_THE EXERCISE_
Can you reproduce the material below character for character, omitting the pictures from your answer?

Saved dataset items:

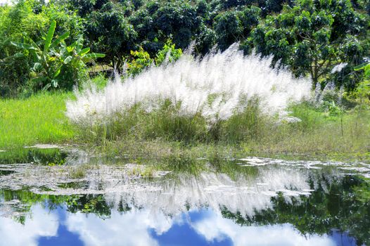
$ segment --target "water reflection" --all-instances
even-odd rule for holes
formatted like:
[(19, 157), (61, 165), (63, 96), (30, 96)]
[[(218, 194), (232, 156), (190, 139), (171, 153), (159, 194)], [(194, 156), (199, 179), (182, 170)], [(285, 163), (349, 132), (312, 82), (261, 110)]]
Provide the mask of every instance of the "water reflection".
[[(75, 214), (65, 207), (49, 212), (32, 208), (33, 219), (24, 226), (0, 220), (4, 245), (336, 245), (331, 235), (305, 235), (288, 224), (240, 226), (212, 209), (191, 210), (174, 217), (153, 216), (146, 209), (112, 212), (101, 219), (94, 214)], [(354, 243), (340, 235), (343, 242)], [(345, 245), (347, 245), (345, 243)]]
[(60, 156), (0, 166), (0, 245), (370, 244), (366, 164), (248, 158), (142, 179), (99, 163), (72, 179), (89, 159)]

_REPLY_
$ segment --target "water reflection" --all-instances
even-odd rule for holes
formatted like:
[(19, 157), (61, 165), (63, 96), (30, 96)]
[[(218, 194), (232, 156), (190, 139), (171, 153), (159, 194)], [(194, 156), (199, 179), (182, 170)], [(285, 163), (349, 132), (312, 82), (261, 110)]]
Provide the mask of every instance of the "water reflection".
[[(75, 214), (65, 207), (49, 212), (32, 208), (33, 219), (24, 226), (0, 220), (4, 245), (336, 245), (331, 235), (305, 235), (288, 224), (240, 226), (212, 209), (191, 210), (174, 217), (153, 216), (146, 209), (112, 212), (101, 219), (94, 214)], [(354, 243), (340, 235), (343, 242)], [(345, 245), (347, 245), (345, 243)]]
[(60, 156), (0, 166), (0, 245), (370, 244), (366, 164), (248, 158), (142, 179), (99, 163), (72, 179), (89, 159)]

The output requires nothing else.